> Exercise prompt: Copy out only the span from the line with "Find the white outer" to the end of the data, both ends kept, word for word.

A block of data
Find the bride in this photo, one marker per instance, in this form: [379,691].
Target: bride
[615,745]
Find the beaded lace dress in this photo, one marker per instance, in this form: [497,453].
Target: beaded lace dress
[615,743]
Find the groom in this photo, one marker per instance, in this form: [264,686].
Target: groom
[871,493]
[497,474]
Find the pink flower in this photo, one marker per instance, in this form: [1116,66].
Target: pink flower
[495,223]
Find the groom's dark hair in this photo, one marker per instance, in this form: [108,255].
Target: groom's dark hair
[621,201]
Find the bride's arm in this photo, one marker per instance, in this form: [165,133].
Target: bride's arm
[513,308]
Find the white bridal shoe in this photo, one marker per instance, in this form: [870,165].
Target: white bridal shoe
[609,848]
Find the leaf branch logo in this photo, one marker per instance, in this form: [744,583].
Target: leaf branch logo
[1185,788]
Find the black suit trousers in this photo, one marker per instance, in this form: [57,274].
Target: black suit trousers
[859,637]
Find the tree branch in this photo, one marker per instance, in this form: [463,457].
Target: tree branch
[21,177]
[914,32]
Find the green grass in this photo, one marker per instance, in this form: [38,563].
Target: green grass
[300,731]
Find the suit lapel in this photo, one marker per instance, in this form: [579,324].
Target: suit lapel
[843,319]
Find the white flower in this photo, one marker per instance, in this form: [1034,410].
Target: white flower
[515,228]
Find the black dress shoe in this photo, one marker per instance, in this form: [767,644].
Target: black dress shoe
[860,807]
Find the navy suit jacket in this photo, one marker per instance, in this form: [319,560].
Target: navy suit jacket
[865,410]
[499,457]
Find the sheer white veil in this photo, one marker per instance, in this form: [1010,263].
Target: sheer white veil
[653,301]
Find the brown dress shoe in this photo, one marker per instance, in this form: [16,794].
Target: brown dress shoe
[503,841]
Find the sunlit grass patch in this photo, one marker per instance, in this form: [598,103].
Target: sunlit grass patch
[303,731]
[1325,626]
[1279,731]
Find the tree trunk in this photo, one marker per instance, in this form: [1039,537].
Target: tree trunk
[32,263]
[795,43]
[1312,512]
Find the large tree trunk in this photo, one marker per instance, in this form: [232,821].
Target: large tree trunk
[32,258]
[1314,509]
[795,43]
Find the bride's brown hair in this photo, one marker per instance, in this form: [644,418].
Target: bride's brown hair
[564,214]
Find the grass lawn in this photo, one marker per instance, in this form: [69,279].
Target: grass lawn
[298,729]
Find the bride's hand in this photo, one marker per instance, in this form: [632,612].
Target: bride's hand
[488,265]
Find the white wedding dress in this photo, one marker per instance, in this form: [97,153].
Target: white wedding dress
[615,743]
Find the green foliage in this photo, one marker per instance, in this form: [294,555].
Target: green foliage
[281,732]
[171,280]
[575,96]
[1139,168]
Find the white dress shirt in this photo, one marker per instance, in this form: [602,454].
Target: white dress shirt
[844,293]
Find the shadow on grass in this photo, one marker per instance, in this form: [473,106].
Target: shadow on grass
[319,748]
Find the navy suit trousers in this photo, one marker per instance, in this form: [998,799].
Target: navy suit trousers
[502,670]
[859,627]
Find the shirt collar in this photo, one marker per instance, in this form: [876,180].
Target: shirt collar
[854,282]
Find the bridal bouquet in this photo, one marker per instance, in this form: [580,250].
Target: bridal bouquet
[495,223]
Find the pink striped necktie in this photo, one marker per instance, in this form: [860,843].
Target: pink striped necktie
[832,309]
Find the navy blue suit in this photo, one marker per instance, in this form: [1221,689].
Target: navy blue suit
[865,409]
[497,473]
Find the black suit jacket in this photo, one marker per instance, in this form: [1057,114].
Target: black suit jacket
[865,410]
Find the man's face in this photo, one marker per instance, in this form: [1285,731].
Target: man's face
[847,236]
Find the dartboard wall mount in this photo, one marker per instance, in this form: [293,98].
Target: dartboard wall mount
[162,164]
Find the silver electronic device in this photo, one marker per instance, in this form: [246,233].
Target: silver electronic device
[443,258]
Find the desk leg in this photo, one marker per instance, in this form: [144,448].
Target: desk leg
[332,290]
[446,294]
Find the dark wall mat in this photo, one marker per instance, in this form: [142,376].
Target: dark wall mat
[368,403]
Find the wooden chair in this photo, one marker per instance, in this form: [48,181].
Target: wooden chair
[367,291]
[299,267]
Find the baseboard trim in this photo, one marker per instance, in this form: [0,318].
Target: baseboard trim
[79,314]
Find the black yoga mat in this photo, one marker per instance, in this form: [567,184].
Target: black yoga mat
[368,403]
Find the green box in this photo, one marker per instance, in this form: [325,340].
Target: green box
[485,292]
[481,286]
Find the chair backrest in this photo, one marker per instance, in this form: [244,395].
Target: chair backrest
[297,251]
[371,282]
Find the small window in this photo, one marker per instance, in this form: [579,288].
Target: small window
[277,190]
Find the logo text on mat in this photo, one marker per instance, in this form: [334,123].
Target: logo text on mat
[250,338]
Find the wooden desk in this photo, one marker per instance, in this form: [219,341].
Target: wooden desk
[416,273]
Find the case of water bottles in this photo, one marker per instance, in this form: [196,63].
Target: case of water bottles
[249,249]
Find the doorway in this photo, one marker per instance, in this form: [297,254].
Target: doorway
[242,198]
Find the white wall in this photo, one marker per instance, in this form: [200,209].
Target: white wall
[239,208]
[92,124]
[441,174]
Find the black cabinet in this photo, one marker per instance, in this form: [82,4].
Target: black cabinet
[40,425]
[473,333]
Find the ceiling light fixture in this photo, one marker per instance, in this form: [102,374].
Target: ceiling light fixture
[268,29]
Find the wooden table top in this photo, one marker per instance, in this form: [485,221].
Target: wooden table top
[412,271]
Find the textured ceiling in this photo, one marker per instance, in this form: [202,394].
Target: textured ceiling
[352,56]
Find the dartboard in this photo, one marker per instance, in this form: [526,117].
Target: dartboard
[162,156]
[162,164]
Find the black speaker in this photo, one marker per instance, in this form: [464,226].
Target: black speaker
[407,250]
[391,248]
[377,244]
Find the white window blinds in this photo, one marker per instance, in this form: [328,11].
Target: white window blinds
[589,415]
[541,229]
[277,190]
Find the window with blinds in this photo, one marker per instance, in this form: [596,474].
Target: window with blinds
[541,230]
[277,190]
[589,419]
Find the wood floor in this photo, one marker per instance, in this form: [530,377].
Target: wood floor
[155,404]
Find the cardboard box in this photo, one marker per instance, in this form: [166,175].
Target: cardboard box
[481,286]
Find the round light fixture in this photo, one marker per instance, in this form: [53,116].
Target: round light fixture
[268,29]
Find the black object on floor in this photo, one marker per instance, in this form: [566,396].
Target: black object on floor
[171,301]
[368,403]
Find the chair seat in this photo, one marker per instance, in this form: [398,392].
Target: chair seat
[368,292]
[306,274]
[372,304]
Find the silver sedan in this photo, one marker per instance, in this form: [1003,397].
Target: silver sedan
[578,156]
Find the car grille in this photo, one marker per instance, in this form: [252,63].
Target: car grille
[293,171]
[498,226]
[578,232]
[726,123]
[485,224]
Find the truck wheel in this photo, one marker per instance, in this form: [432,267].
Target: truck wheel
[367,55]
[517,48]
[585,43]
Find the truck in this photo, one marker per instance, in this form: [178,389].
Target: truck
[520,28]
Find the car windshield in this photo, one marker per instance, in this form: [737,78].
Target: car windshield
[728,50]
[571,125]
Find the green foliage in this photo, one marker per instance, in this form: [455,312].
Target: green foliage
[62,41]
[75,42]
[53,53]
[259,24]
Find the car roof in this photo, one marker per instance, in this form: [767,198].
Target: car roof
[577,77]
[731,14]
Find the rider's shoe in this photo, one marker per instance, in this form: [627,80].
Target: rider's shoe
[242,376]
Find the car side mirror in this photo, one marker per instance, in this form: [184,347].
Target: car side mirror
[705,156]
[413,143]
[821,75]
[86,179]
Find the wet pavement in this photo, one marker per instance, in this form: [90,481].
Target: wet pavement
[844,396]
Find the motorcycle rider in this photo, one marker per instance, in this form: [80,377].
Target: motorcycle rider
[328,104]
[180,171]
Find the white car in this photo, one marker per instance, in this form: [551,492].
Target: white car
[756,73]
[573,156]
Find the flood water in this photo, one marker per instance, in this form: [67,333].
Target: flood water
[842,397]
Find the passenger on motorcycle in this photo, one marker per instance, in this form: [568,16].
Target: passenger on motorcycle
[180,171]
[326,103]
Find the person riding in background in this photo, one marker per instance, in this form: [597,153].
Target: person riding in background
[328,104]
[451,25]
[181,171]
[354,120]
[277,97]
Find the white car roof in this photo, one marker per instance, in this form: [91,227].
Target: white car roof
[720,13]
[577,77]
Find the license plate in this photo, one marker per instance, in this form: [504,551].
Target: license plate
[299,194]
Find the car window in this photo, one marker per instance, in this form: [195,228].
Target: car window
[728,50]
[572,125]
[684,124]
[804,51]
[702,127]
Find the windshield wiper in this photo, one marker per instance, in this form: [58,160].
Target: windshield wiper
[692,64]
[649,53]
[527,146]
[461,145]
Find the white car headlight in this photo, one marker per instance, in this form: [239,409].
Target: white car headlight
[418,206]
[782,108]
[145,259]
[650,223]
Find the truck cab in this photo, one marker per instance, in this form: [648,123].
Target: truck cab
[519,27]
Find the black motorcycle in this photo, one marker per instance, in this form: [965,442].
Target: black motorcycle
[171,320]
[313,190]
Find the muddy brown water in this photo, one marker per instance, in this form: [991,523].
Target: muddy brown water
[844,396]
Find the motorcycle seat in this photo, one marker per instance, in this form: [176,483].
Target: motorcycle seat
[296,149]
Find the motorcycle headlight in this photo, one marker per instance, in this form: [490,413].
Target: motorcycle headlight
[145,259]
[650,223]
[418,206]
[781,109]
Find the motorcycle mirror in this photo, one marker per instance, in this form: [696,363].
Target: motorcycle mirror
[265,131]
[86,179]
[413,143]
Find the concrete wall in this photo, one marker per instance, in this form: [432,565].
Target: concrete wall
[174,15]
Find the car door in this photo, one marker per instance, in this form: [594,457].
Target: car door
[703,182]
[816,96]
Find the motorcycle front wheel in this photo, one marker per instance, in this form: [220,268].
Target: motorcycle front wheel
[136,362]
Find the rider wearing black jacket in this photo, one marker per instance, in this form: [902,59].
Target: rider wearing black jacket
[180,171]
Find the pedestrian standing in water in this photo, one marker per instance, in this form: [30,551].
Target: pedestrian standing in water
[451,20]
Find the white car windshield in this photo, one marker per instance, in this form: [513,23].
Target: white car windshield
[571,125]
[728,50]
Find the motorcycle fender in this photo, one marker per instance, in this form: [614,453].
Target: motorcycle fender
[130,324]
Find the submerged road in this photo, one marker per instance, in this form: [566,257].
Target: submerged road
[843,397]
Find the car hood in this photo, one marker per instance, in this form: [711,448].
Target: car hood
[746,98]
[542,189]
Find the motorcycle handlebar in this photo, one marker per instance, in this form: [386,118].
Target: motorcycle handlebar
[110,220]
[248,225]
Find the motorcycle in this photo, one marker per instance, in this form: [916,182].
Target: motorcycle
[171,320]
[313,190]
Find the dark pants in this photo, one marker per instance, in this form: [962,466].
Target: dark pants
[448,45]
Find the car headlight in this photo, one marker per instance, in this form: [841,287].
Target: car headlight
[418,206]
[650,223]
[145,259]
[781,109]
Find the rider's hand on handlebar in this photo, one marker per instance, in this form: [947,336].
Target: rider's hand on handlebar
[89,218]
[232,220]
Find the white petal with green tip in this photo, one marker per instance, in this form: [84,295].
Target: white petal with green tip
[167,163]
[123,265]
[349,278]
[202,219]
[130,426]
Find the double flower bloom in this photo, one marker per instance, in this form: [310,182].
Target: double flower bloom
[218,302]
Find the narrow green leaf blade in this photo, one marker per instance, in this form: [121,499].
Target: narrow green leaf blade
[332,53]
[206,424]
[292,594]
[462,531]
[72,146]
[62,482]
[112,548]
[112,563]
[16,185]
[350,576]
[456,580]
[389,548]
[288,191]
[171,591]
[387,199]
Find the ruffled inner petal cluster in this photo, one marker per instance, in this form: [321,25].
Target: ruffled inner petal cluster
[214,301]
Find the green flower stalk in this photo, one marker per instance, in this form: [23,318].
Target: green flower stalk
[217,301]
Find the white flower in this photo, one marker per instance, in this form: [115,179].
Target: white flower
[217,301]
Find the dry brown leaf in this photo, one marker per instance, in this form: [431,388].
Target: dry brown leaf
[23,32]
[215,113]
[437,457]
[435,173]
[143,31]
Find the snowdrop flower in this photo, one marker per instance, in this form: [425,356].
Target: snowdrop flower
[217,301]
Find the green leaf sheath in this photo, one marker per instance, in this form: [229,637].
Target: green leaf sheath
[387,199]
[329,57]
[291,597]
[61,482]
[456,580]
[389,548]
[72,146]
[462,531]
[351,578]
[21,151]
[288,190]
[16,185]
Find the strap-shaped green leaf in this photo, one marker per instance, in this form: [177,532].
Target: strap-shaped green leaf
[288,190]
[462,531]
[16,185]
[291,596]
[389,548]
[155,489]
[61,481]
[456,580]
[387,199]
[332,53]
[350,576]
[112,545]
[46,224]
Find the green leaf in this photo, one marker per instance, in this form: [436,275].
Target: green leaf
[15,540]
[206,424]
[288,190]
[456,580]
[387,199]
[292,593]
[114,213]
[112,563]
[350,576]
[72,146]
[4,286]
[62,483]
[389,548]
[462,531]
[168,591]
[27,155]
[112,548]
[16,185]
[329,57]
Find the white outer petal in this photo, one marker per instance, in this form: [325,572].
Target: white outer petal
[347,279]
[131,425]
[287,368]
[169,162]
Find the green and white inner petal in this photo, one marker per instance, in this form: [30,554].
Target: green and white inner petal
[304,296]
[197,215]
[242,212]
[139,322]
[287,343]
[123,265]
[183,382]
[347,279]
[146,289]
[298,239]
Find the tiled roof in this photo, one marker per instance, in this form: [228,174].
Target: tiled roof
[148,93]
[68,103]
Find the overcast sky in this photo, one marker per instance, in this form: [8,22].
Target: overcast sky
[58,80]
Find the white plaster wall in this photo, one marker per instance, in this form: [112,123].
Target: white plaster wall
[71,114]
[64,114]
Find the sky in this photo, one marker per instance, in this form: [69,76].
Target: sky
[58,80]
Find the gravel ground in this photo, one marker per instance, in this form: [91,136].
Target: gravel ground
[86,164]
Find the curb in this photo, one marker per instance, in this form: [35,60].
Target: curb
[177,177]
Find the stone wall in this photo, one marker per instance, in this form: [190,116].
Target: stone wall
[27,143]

> Result of this task:
Find the white outer petal in this photo, one marker per instance, in this form: [325,572].
Target: white outer petal
[347,279]
[131,425]
[287,368]
[169,162]
Find the green and white inner petal in this photo, one marker per instance, in this form: [30,554].
Target: green and white inner petal
[304,296]
[197,215]
[242,212]
[139,322]
[287,343]
[123,265]
[183,382]
[347,279]
[146,289]
[298,239]
Find the tiled roof in this photo, one marker per instance, in this form: [228,174].
Target: tiled roof
[148,93]
[68,103]
Find the overcast sky in this photo, one marker per instance, in this form: [8,22].
Target: overcast sky
[58,80]
Find the white plaster wall in this photo, one marker per instance, in this form: [112,123].
Target: white plaster wall
[71,114]
[64,114]
Find the sky in this photo, one marker per instance, in this form: [69,76].
Target: sky
[58,80]
Find the gravel ground in this photo, one marker per instance, in this form: [91,136].
Target: gravel ground
[86,164]
Find the curb in this photo, one marker per instance, in this form: [35,60].
Target: curb
[177,177]
Find the stone wall in this photo, one marker per instance, in this form: [190,116].
Target: stone wall
[27,143]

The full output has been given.